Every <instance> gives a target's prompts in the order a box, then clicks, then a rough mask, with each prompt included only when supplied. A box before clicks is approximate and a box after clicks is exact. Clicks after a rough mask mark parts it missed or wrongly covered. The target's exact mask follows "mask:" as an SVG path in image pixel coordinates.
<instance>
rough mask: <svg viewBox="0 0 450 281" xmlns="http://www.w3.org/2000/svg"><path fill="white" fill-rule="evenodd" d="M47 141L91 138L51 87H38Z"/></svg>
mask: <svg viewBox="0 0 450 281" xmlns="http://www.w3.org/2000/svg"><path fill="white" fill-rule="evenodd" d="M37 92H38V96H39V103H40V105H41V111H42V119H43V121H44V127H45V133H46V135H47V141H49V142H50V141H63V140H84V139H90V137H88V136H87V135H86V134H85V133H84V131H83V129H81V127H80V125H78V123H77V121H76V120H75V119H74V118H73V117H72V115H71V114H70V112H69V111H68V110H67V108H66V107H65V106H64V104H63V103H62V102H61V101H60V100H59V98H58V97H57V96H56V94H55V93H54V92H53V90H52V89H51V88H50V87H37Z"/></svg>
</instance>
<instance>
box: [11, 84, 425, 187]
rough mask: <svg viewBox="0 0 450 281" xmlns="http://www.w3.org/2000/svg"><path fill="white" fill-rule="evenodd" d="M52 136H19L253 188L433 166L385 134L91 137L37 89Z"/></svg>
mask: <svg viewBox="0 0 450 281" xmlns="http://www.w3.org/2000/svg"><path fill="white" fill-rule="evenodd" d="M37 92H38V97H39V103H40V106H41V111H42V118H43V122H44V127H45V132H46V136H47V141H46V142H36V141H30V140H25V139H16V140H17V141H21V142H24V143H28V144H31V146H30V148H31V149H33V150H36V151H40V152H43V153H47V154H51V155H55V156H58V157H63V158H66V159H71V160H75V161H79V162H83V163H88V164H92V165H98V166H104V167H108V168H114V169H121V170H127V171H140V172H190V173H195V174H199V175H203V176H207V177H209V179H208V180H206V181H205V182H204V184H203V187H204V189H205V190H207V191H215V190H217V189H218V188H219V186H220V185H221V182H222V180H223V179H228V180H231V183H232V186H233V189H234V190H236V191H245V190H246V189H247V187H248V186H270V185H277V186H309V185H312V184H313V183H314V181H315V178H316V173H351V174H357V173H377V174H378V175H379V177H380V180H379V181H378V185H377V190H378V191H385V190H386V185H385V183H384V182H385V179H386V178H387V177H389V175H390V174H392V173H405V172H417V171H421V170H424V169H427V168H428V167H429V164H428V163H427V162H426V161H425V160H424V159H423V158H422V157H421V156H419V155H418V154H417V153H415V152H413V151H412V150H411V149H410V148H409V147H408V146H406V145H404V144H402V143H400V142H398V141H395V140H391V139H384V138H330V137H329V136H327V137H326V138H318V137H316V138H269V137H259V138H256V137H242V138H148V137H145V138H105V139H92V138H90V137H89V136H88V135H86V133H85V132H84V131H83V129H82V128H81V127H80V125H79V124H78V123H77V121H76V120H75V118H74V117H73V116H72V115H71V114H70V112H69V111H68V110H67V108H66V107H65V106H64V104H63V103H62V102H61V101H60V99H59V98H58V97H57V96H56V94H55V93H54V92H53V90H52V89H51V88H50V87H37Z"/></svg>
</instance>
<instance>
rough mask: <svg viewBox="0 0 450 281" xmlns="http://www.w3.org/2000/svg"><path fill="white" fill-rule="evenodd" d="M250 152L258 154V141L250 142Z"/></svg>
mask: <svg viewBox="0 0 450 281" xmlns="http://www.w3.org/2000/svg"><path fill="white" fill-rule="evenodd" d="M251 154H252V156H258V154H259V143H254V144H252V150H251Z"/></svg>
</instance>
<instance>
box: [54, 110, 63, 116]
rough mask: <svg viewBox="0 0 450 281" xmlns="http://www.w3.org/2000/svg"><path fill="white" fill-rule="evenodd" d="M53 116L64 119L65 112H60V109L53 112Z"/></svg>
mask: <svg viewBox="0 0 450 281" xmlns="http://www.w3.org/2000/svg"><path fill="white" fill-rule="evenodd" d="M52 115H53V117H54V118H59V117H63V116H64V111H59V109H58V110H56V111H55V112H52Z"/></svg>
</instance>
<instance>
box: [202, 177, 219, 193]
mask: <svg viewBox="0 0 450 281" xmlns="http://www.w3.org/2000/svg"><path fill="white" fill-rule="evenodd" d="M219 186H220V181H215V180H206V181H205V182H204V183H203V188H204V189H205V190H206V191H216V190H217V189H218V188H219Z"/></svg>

--

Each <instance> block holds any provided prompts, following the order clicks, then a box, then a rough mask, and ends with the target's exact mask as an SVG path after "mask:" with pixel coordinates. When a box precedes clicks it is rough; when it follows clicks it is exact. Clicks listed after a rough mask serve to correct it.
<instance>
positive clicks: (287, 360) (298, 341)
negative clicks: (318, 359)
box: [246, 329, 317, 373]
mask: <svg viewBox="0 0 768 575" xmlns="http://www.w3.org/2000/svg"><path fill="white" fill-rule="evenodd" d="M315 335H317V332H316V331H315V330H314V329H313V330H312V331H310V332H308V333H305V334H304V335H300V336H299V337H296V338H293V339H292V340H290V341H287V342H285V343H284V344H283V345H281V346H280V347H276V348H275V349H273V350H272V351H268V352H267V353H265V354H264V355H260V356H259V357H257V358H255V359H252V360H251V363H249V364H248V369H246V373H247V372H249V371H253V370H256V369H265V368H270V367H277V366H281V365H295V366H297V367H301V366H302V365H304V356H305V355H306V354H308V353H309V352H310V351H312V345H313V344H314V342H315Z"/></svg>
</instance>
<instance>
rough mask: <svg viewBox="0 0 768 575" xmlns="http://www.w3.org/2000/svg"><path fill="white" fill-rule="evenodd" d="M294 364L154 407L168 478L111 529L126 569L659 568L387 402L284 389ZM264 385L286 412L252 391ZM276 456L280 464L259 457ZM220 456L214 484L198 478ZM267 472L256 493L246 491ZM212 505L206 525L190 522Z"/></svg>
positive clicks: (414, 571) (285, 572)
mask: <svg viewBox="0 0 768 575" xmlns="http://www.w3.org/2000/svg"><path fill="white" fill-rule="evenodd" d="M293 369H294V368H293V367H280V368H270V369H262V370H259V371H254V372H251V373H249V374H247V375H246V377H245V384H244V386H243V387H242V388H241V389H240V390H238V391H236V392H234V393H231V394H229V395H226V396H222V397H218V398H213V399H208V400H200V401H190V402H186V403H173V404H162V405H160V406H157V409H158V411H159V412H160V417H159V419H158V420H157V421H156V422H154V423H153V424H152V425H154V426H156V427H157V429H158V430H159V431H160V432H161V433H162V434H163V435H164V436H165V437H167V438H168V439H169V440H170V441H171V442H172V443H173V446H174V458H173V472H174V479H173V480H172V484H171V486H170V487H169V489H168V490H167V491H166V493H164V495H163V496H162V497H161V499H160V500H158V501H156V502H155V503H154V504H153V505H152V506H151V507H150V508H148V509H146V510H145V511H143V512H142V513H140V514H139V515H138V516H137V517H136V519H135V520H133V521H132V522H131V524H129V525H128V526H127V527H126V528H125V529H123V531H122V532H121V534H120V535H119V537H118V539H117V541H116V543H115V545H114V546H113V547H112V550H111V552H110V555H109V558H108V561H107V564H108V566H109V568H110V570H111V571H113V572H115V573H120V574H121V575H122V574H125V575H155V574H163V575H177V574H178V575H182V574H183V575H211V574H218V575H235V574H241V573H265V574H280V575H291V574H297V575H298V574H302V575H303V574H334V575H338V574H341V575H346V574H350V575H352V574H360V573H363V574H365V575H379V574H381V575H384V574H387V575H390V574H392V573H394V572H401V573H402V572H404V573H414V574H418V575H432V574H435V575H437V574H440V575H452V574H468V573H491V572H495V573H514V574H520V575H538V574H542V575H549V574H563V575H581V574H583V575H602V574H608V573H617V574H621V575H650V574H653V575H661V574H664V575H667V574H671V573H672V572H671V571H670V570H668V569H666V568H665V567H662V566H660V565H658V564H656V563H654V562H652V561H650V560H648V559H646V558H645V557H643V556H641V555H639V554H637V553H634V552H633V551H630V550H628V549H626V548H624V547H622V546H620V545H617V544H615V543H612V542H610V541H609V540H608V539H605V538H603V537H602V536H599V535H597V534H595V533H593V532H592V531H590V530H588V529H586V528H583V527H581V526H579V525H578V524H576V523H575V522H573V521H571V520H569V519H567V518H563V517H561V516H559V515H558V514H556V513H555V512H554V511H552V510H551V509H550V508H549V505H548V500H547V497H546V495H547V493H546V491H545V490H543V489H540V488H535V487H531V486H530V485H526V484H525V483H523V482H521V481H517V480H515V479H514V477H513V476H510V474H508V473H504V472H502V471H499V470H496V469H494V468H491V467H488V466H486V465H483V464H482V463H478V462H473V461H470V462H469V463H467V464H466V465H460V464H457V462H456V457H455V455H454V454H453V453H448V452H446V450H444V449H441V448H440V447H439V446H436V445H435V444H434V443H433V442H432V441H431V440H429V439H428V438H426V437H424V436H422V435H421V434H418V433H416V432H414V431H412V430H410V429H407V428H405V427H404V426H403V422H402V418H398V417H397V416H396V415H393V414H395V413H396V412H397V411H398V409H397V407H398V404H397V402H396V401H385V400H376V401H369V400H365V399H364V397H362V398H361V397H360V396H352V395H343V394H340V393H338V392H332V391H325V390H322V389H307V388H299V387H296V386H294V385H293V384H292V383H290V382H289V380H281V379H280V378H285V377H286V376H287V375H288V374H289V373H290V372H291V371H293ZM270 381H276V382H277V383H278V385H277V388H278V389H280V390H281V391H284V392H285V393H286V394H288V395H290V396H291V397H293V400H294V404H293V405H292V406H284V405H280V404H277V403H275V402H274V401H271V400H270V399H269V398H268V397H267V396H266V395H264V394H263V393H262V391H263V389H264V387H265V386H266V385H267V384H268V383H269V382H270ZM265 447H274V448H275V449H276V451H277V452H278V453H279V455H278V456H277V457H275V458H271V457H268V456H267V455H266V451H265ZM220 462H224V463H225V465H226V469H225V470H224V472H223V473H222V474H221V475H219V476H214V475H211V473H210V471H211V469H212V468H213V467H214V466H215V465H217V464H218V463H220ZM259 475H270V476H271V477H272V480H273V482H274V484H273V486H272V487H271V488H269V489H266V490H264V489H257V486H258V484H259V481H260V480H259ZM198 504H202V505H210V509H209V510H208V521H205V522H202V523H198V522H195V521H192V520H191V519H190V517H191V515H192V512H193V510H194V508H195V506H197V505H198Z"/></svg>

[ACTION ITEM]: Looking at the data above, write out exactly the lines that start at the one containing "Every <instance> gives" and end at the one containing "box: [11, 84, 425, 187]"; include both and nothing beyond.

[ANSWER FOR THIS EXERCISE]:
Every <instance> gives a target's prompts in the order a box, then clicks, then a rough mask, with each prompt included only when supplied. A box before clicks is approximate and a box after clicks is exact. Clicks after a rough mask mark parts it missed or wrongly covered. The target's exact mask follows "mask:" as an SVG path in image pixel coordinates.
<instance>
rough mask: <svg viewBox="0 0 450 281" xmlns="http://www.w3.org/2000/svg"><path fill="white" fill-rule="evenodd" d="M47 141L91 138L51 87H38Z"/></svg>
mask: <svg viewBox="0 0 450 281" xmlns="http://www.w3.org/2000/svg"><path fill="white" fill-rule="evenodd" d="M37 92H38V96H39V103H40V105H41V111H42V119H43V121H44V127H45V133H46V135H47V141H49V142H50V141H63V140H84V139H90V137H88V136H87V135H86V134H85V133H84V131H83V129H81V127H80V125H78V123H77V121H76V120H75V119H74V118H73V117H72V115H71V114H70V112H69V111H68V110H67V108H66V107H65V106H64V104H63V103H62V102H61V101H60V100H59V98H58V97H57V96H56V94H55V93H54V92H53V90H52V89H51V88H50V87H37Z"/></svg>
</instance>
<instance>
box: [11, 84, 425, 187]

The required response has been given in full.